» **Work order**
Reproduce the part of the reply about kdb stack unwinding starting at "For IA64, use" and ending at "points for unwinding.", with no changes.

*** Excerpted passage

On Tue, 16 Apr 2002 14:55:21 -0700, 
Piet/Pete Delaney <piet@sgi.com> wrote:
>The kdb code at least seems to support the NEW_UNWIND code by using 
>unw_init_frame_info().  You code mentions that it should be using activation 
>records and I was wondering what that's all about.

kdb for i386 uses an internal structure that holds the activation
information about each frame.  Some of the stack data is arch
independent, some is arch dependent, I would like to use a common
internal representation for kdb stack information across all
architectures so the common code is easier to maintain.

The activation record was my first attempt at abstracting stack info,
but it is too i386 specific.  One day I will do a better abstraction
method, for now kdb for each architecture handles its own stack
decoding.

>Perhaps you could take a few minutes and provide a few pointers on how
>to save time in adding unwind support.

For IA64, use the kernel unwind routines.  The main problem on ia64 was
to distinguish between functions that were running and functions that
were sleeping, they have different starting points for unwinding.
Detecting current is not enough, because you need to access current
tasks on other cpus.

Running tasks do not have a switch_stack structure, this structure is
required to prime the unwind code.  To ensure that all tasks have a
switch_stack, arch/ia64/kdb/kdbasupport.c::kdba_main_loop() is invoked
for each process that enters kdb, kdba_main_loop() calls
unw_init_running() to build switch_stack before continuing with the
rest of the kdb processing.

The primary kdb cpu tries to drive all the other cpus into kdb, which
will invoke kdba_main_loop() for the running process on each cpu and
set up a switch_stack.  This can fail if the other cpus are ignoring
interrupts.  Trying to backtrace a process in a disabled spin loop on
another cpu will not work with this method.

This is just one symptom of the larger problem that kdb cannot break
into disabled spin loops on ia64, even NMI is ignored.  IMNSHO the real
fix is to change the cli/sti code on ia64 so it does not mask NMI.
David Mosberger has rejected this for the standard kernel, but I intend
to add it as a debugging option for kdb on ia64.  I don't like changing
such low level routines, it makes a debugging kernel different from a
normal kernel.  But sometimes it is the only way to debug disabled spin
lock problems, so it will be an additional kdb option.

******
*** Excerpted records

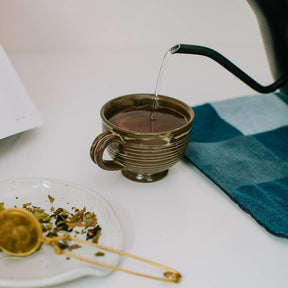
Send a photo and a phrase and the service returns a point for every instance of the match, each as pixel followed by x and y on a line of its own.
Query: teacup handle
pixel 98 148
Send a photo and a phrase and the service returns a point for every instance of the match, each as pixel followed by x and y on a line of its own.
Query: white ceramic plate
pixel 44 267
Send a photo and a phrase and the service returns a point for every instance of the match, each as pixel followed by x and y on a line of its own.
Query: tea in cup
pixel 144 136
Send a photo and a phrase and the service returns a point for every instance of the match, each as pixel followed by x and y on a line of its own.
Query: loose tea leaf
pixel 59 219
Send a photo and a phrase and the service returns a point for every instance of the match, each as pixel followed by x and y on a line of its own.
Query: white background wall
pixel 88 25
pixel 146 28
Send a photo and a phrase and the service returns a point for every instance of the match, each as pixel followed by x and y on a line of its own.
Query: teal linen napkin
pixel 242 145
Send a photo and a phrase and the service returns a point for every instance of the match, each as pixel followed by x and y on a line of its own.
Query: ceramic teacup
pixel 144 136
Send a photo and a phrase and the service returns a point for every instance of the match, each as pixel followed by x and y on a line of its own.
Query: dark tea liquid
pixel 139 119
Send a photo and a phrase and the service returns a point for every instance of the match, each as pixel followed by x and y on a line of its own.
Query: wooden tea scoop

******

» **Finished task**
For IA64, use the kernel unwind routines.  The main problem on ia64 was
to distinguish between functions that were running and functions that
were sleeping, they have different starting points for unwinding.